====== READING PASSAGE ======

Barry Phillips (CEO) BEM founded Legal Island in 1998. He is a qualified barrister, trainer, coach and meditator and a regular speaker both here and abroad. He also volunteers as mentor to aspiring law students on the Migrant Leaders Programme.
Barry has trained hundreds of HR Professionals on how to use GenAI in the workplace and is author of the book “ChatGPT in HR – A Practical Guide for Employers and HR Professionals”
Barry is an Ironman and lists Russian language and wild camping as his favourite pastimes
This week Barry Phillips, reviews two more cases this month of AI misuse and calls for a firm response from HR
Transcript:
Hello Humans!
And welcome to the weekly podcast that aims to review an important AI issues in five minutes or less.
Two years ago, I tried a small experiment. I uploaded an expense receipt to ChatGPT and asked it to duplicate it but to bump the amount up by twenty percent. No raised eyebrow, no hesitation. ChatGPT obliged in seconds. A perfect little forgery, served up with a smile.
At the time, that felt like the warning shot. The technology that could draft your emails could also help you fiddle your expenses.
Earlier this month, two stories caught my eye.
The first came from a California courtroom. A junior lawyer filed an AI-assisted brief that contained a fabricated citation - a case that simply didn't exist. We've heard that one before. What was new was the judge's response. The supervising partner, who hadn't bothered to check the work, was personally sanctioned. The federal court was unambiguous: senior lawyers are accountable when their subordinates misuse AI. "I didn't write it" is no longer a defence. "I didn't check it" is the offence.

====== DATA EXTRACT ======

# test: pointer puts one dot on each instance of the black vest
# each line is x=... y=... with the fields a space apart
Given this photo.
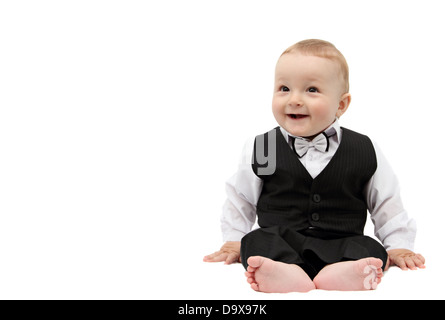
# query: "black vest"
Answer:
x=332 y=202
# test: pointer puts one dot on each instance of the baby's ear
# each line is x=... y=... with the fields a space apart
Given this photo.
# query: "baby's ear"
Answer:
x=345 y=100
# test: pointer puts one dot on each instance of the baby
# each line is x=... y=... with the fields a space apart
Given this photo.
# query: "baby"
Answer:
x=310 y=184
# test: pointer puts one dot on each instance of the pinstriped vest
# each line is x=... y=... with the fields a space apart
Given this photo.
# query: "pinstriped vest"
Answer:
x=332 y=202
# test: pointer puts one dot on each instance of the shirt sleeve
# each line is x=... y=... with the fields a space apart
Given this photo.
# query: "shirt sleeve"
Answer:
x=392 y=226
x=243 y=190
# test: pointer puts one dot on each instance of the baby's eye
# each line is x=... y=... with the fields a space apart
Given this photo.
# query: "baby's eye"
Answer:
x=312 y=89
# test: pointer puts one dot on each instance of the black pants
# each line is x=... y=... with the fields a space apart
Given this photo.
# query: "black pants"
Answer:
x=312 y=250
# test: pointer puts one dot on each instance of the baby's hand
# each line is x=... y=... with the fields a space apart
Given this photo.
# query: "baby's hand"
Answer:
x=229 y=252
x=406 y=259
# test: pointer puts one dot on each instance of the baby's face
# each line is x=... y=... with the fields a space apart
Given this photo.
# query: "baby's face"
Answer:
x=308 y=94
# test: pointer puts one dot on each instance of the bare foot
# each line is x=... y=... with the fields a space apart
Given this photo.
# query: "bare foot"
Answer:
x=266 y=275
x=364 y=274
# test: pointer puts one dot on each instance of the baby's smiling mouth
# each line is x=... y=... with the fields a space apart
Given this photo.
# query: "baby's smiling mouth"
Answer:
x=297 y=116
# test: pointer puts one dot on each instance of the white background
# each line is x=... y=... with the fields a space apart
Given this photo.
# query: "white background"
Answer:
x=121 y=120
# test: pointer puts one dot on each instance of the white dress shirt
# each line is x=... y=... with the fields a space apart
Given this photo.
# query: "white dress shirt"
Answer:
x=392 y=225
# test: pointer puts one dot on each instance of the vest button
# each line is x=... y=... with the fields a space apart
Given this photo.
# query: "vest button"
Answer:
x=316 y=197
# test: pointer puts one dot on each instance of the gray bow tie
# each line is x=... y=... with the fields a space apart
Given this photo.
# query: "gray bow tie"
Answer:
x=301 y=146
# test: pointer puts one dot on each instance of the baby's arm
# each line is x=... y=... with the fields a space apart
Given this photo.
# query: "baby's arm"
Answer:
x=229 y=253
x=239 y=210
x=406 y=259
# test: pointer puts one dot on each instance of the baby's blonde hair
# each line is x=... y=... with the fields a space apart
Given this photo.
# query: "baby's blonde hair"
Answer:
x=323 y=49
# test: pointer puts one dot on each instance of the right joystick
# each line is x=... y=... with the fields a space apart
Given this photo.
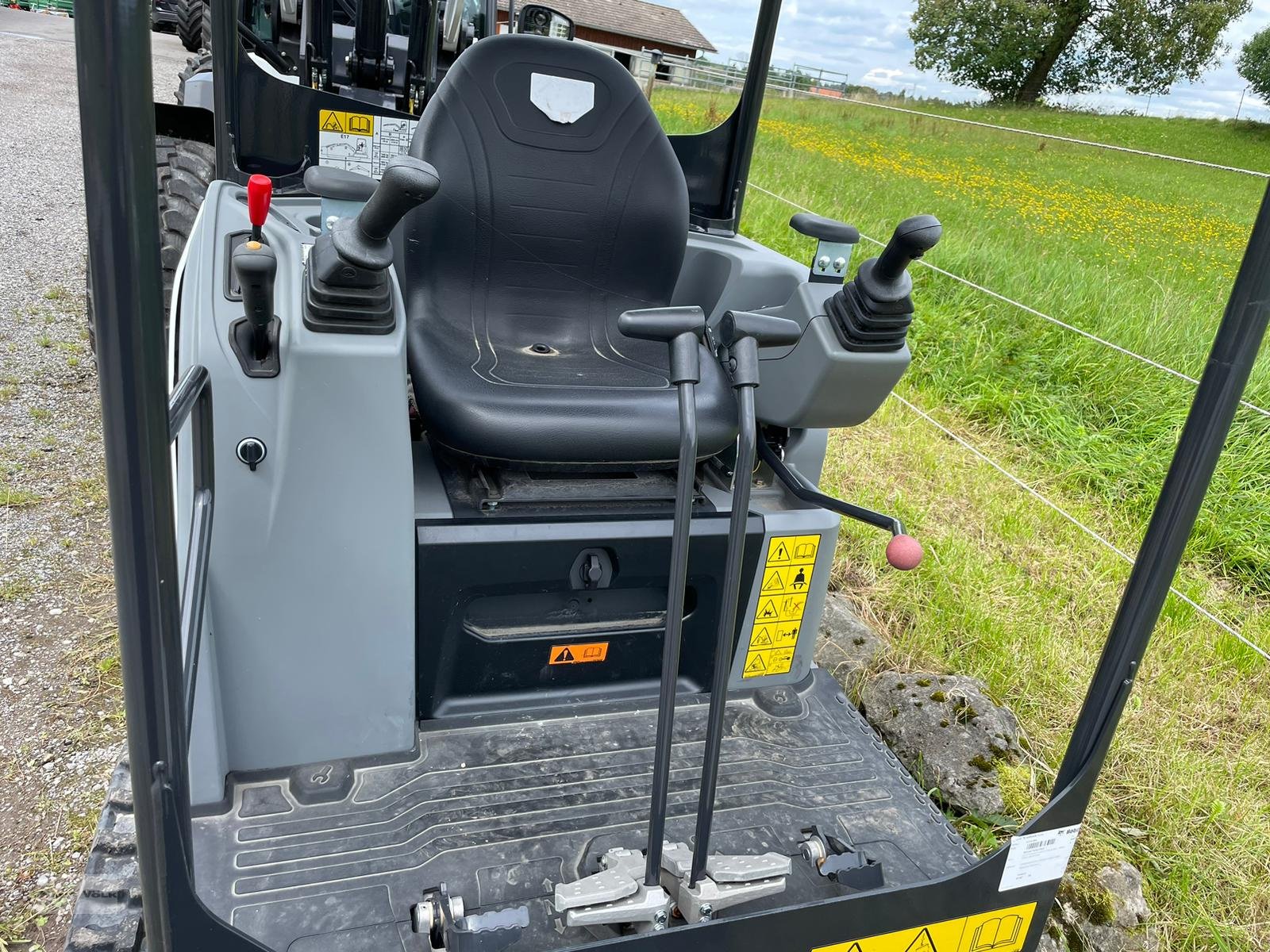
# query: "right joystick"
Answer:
x=888 y=278
x=873 y=311
x=364 y=241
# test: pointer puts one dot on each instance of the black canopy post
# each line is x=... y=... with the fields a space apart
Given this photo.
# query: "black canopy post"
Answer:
x=751 y=105
x=112 y=44
x=1217 y=399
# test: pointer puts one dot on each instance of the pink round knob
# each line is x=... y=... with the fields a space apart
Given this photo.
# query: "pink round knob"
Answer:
x=905 y=552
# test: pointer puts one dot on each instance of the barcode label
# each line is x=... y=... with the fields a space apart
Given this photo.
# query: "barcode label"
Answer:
x=1038 y=857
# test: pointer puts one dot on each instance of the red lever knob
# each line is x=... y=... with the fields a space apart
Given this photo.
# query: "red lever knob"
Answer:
x=905 y=552
x=260 y=192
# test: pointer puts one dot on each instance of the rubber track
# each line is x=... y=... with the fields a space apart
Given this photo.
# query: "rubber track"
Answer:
x=107 y=916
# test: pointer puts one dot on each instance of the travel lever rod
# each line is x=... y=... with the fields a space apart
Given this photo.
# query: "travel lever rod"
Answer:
x=683 y=329
x=741 y=333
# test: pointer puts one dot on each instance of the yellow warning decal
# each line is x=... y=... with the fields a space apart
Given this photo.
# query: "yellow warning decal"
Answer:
x=579 y=654
x=1000 y=931
x=351 y=124
x=784 y=583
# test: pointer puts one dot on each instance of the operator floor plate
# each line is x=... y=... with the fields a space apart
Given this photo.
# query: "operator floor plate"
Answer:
x=503 y=812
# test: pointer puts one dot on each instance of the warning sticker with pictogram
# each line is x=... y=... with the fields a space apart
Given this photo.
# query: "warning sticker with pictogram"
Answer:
x=361 y=143
x=784 y=584
x=579 y=654
x=999 y=931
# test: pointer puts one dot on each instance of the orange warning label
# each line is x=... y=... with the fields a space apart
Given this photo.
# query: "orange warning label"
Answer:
x=784 y=583
x=579 y=654
x=348 y=124
x=999 y=931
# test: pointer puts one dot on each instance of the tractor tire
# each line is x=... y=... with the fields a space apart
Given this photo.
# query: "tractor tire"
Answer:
x=184 y=169
x=207 y=25
x=194 y=65
x=107 y=916
x=190 y=23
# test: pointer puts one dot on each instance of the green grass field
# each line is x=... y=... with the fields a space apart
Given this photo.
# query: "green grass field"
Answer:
x=1140 y=251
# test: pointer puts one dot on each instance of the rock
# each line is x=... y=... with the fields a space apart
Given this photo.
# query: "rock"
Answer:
x=846 y=647
x=946 y=731
x=1123 y=885
x=1094 y=937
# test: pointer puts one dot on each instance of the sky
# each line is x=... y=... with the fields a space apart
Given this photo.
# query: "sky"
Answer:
x=869 y=41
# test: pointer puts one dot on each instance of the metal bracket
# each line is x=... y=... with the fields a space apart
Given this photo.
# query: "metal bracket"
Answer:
x=841 y=862
x=615 y=896
x=831 y=260
x=448 y=928
x=729 y=881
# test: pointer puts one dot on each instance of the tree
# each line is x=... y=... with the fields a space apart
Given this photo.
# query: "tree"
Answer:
x=1022 y=50
x=1254 y=63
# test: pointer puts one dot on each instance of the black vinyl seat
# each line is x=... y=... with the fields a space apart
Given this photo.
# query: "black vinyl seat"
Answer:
x=544 y=232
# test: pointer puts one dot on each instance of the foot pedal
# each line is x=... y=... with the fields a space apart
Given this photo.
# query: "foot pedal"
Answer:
x=448 y=928
x=729 y=880
x=615 y=896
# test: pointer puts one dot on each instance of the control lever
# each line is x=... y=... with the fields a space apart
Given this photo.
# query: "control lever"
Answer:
x=406 y=184
x=873 y=311
x=260 y=194
x=740 y=334
x=254 y=336
x=903 y=551
x=886 y=277
x=683 y=329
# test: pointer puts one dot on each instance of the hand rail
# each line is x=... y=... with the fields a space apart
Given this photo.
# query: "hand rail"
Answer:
x=192 y=400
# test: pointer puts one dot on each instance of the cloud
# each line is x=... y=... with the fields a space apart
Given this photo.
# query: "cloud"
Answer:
x=872 y=46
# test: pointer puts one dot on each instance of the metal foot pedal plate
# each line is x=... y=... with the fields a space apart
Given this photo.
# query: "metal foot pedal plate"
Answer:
x=615 y=896
x=729 y=880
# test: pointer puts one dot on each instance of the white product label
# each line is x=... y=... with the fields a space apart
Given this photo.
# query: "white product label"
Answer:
x=1038 y=857
x=360 y=141
x=560 y=98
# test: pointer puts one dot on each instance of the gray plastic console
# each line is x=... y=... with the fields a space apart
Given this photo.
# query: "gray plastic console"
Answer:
x=309 y=640
x=818 y=382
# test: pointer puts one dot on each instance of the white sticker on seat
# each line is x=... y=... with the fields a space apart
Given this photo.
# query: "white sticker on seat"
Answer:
x=560 y=98
x=1038 y=857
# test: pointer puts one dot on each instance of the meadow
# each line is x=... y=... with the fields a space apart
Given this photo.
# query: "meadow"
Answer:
x=1140 y=251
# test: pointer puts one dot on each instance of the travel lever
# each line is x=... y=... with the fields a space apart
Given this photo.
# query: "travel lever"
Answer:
x=683 y=329
x=740 y=336
x=254 y=336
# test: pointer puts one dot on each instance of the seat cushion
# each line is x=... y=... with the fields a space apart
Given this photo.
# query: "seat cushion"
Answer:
x=544 y=232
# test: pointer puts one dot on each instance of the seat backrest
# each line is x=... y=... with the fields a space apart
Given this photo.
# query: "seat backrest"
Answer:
x=562 y=205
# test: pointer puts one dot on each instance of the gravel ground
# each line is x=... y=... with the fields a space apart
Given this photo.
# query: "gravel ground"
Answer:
x=60 y=704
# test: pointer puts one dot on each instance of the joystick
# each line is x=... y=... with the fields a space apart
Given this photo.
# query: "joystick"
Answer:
x=254 y=336
x=873 y=311
x=347 y=287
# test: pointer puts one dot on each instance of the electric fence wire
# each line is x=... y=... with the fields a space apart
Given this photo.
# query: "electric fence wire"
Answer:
x=1010 y=301
x=1041 y=135
x=1098 y=537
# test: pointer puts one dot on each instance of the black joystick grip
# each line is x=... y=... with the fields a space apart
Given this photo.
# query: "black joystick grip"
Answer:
x=683 y=328
x=914 y=238
x=364 y=241
x=257 y=267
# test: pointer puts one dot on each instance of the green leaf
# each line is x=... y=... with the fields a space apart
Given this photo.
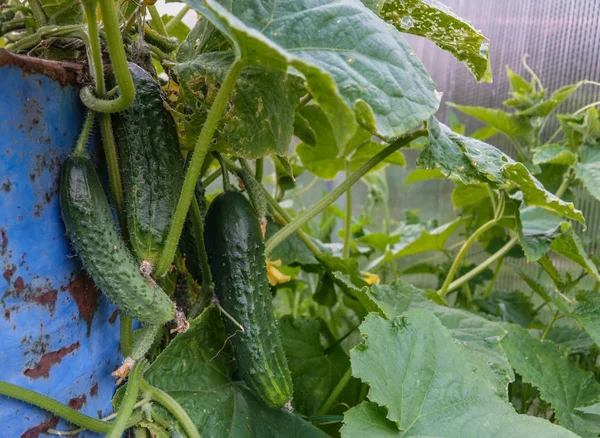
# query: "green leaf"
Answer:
x=347 y=73
x=418 y=175
x=534 y=193
x=509 y=124
x=416 y=370
x=538 y=228
x=314 y=373
x=292 y=251
x=259 y=119
x=546 y=366
x=554 y=154
x=472 y=162
x=436 y=22
x=478 y=337
x=196 y=373
x=588 y=169
x=544 y=108
x=465 y=195
x=569 y=245
x=587 y=313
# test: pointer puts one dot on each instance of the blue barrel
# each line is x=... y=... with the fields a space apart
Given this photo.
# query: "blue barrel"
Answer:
x=59 y=334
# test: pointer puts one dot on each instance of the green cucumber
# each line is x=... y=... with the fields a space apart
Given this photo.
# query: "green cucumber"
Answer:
x=91 y=227
x=237 y=260
x=151 y=164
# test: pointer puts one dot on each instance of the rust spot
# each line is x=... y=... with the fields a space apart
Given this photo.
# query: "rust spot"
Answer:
x=77 y=402
x=35 y=432
x=8 y=273
x=48 y=298
x=62 y=72
x=48 y=360
x=18 y=285
x=114 y=315
x=86 y=295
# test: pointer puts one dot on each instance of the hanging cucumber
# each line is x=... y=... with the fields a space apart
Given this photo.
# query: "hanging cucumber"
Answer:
x=90 y=225
x=237 y=261
x=151 y=164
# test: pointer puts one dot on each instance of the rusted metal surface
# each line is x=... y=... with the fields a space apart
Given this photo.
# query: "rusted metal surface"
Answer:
x=59 y=334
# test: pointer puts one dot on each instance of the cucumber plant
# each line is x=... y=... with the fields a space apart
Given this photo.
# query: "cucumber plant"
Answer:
x=312 y=333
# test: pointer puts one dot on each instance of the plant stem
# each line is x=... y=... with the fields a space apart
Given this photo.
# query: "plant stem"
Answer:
x=461 y=253
x=173 y=407
x=129 y=400
x=348 y=217
x=224 y=171
x=321 y=205
x=157 y=22
x=210 y=178
x=82 y=140
x=490 y=286
x=116 y=51
x=53 y=406
x=483 y=265
x=173 y=22
x=550 y=324
x=126 y=334
x=258 y=171
x=206 y=289
x=335 y=392
x=193 y=171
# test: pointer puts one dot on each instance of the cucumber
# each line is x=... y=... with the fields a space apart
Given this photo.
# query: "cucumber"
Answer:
x=151 y=164
x=91 y=227
x=237 y=260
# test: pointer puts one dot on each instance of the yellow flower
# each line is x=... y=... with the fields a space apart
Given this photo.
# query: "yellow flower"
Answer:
x=370 y=278
x=274 y=275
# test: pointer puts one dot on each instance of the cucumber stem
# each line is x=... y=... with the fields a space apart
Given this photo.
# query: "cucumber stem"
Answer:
x=193 y=171
x=53 y=406
x=129 y=400
x=470 y=241
x=116 y=51
x=335 y=392
x=258 y=171
x=126 y=334
x=82 y=140
x=173 y=407
x=206 y=289
x=321 y=205
x=157 y=22
x=348 y=218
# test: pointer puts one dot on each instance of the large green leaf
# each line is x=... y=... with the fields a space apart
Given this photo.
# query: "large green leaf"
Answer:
x=259 y=119
x=195 y=369
x=314 y=373
x=588 y=169
x=569 y=245
x=539 y=227
x=472 y=161
x=436 y=22
x=546 y=366
x=478 y=337
x=417 y=371
x=346 y=54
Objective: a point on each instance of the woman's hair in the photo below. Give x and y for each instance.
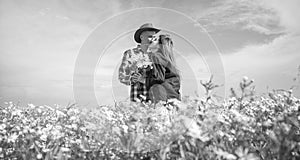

======

## TASKS FOR THIS EXERCISE
(A) Output the words of the podcast passage on AI misuse between "Barry has trained" and "Hello Humans!", inclusive, copying them verbatim.
(B) Please go on with the podcast passage on AI misuse from the point where it stops.
The entries are separate from the podcast passage on AI misuse.

## RESPONSES
(A)
Barry has trained hundreds of HR Professionals on how to use GenAI in the workplace and is author of the book “ChatGPT in HR – A Practical Guide for Employers and HR Professionals”
Barry is an Ironman and lists Russian language and wild camping as his favourite pastimes
This week Barry Phillips, reviews two more cases this month of AI misuse and calls for a firm response from HR
Transcript:
Hello Humans!

(B)
The second came from Amazon. Reports emerged that staff were using an internal GenAI tool - nicknamed "MeshClaw" - to automate pointless busywork. Not to save time. Not to be more productive. But to inflate their AI-usage metrics. They've even coined a term for it: "tokenmaxxing." Gaming the system by manufacturing work that no human actually needed doing, so the dashboard glows green.
Two cases, two species of misuse. One is reckless: trusting the machine and not checking. The other is cynical, using the machine to game your own employer. And both point in the same direction.
The policy implications are clear, and they need to land in employee handbooks this quarter, not next year. Failing to check AI output is a performance issue. Plain and simple, if you sign your name to it, you own every word. And actively misusing AI in the workplace to fabricate, to inflate metrics, to deceive is a misconduct issue. Not a grey area. Not a learning opportunity. Misconduct. HR teams who haven't spelled this out yet are leaving their organisations exposed, and leaving their honest employees without the clarity they deserve.
Which brings me back to my receipt.
Last weekend, out of curiosity, I tried the same trick. Same prompt, same intent. This time the model refused, point blank. Politely, but firmly, it declined to help me commit a small act of fraud.
The ethics of the machines are improving.
Can we say the same about ourselves?